## Trecho fornecido
O que os Estados Unidos esperam que saia de concreto desses encontros?
Os Estados Unidos vai dar apoio econômico para lutar contra a pobreza e a fome, que estão crescendo no continente. Temos programas que já existem, como o USAID e o Feed the Future, que receberão mais investimentos. Esperamos anunciar mais detalhes nos próximos dias. Sobre a crise climática, as conversas na Cúpula vão priorizar a situação nas ilhas do Caribe, que são hoje as mais afetadas com a subida no nível do mar.
Sobre o pacote econômico, é mais abrangente e complexo. Ontem anunciamos um investimento de 1,9 bilhão para melhorar a vida das pessoas da América Central, onde a questão da imigração é mais acentuada. Não é só investimento financeiro, mas também criação de empregos por parte de empresas americanas e multinacionais nesses países.

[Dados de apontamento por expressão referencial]
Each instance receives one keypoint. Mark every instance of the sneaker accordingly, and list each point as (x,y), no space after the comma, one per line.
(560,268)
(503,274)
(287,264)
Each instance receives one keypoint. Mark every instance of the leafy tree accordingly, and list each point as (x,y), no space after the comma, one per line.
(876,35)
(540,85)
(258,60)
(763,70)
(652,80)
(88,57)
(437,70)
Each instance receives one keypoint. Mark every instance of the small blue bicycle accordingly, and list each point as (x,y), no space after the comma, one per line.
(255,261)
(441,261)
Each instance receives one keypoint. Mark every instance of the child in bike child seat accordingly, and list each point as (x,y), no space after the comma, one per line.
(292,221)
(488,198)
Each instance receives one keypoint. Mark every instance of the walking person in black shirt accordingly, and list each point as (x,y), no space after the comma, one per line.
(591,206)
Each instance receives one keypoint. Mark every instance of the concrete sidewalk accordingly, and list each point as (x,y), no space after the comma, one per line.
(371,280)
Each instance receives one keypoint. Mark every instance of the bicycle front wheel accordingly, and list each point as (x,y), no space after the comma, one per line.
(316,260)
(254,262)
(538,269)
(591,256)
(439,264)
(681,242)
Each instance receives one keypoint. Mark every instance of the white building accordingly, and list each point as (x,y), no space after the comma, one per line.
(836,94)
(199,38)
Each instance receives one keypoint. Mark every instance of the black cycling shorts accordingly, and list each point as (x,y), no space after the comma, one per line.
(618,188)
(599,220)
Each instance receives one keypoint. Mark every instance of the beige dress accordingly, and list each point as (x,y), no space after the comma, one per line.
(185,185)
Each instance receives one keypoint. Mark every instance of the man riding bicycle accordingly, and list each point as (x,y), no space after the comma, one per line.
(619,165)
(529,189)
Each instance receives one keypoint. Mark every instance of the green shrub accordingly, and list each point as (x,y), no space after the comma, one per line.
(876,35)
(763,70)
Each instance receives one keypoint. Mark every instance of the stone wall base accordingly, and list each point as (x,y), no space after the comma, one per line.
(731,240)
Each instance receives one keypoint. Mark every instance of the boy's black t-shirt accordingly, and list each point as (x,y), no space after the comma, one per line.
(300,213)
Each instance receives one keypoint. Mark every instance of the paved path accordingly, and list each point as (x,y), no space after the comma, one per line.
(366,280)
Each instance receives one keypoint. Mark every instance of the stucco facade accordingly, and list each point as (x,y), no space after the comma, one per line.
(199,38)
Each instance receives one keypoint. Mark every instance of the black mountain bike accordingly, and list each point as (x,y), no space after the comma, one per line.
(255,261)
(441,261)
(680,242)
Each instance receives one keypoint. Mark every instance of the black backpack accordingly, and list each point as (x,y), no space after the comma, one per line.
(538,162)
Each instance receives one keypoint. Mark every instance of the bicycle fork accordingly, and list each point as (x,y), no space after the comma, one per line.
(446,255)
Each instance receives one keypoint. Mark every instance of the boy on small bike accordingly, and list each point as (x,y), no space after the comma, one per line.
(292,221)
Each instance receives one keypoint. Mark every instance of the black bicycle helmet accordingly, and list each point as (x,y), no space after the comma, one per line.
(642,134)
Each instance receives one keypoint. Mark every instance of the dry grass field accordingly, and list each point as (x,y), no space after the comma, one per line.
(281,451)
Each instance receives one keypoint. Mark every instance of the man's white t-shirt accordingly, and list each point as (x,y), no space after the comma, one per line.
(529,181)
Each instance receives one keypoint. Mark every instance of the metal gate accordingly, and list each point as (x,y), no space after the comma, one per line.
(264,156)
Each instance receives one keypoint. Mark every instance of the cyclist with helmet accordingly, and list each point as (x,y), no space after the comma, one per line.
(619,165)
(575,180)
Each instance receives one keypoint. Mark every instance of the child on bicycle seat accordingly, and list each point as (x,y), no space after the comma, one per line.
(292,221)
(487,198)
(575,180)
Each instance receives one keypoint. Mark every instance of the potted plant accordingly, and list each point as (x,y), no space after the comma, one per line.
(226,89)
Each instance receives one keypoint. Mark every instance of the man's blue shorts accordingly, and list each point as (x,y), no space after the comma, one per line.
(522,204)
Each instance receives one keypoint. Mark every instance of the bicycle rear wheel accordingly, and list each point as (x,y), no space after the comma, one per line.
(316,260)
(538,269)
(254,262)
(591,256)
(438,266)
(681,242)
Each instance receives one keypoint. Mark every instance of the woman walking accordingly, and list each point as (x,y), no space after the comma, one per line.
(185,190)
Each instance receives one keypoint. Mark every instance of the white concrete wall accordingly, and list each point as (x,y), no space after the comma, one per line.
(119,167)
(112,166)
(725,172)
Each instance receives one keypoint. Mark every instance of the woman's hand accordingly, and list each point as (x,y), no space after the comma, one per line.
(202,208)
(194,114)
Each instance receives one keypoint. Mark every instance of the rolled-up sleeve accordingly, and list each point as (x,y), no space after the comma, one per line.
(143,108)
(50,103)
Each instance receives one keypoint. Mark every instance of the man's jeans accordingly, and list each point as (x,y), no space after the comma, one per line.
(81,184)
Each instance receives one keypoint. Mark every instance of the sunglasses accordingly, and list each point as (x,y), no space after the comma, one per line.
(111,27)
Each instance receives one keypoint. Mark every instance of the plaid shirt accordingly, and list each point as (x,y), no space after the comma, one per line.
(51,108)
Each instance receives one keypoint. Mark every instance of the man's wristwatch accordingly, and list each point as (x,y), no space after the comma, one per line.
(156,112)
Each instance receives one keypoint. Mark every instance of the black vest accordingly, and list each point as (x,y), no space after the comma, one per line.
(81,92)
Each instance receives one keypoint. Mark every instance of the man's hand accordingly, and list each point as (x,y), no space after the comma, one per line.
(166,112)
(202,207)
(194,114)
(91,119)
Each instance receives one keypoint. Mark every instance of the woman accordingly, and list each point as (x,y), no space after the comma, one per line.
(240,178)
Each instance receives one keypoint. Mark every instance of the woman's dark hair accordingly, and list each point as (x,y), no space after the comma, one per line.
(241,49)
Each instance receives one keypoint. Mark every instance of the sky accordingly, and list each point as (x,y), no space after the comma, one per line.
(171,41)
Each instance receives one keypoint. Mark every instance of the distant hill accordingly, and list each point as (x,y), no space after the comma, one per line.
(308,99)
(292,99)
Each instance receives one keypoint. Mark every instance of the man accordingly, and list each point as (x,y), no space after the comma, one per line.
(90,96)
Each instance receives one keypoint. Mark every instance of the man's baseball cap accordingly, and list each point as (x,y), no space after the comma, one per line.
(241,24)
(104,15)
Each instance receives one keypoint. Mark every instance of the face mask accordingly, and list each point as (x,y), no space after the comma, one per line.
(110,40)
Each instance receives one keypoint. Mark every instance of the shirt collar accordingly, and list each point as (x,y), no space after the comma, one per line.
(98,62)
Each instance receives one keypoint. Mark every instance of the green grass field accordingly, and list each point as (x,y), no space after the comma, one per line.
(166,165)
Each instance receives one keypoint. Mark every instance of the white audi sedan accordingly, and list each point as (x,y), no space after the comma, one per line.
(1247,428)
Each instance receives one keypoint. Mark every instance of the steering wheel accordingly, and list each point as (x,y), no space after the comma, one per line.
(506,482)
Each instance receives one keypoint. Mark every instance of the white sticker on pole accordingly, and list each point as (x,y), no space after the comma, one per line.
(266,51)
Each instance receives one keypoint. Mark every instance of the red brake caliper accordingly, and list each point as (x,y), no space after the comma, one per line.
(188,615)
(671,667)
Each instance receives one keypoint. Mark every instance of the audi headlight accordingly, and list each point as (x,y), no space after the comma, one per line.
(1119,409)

## Questões propostas
1) Reescreva em forma de lista, de modo mais breve, o parágrafo do trecho que começa com "Sobre o pacote econômico", mantendo os fatos principais.
2) Cite literalmente a parte do trecho que começa em "Os Estados Unidos vai" e termina em "nível do mar.".

## Gabarito
1)
- O pacote econômico é mais abrangente e complexo.
- Ontem foi anunciado um investimento de 1,9 bilhão para melhorar a vida das pessoas da América Central, onde a imigração é mais acentuada.
- Além do investimento financeiro, o pacote inclui a criação de empregos por empresas americanas e multinacionais nesses países.

2)
Os Estados Unidos vai dar apoio econômico para lutar contra a pobreza e a fome, que estão crescendo no continente. Temos programas que já existem, como o USAID e o Feed the Future, que receberão mais investimentos. Esperamos anunciar mais detalhes nos próximos dias. Sobre a crise climática, as conversas na Cúpula vão priorizar a situação nas ilhas do Caribe, que são hoje as mais afetadas com a subida no nível do mar.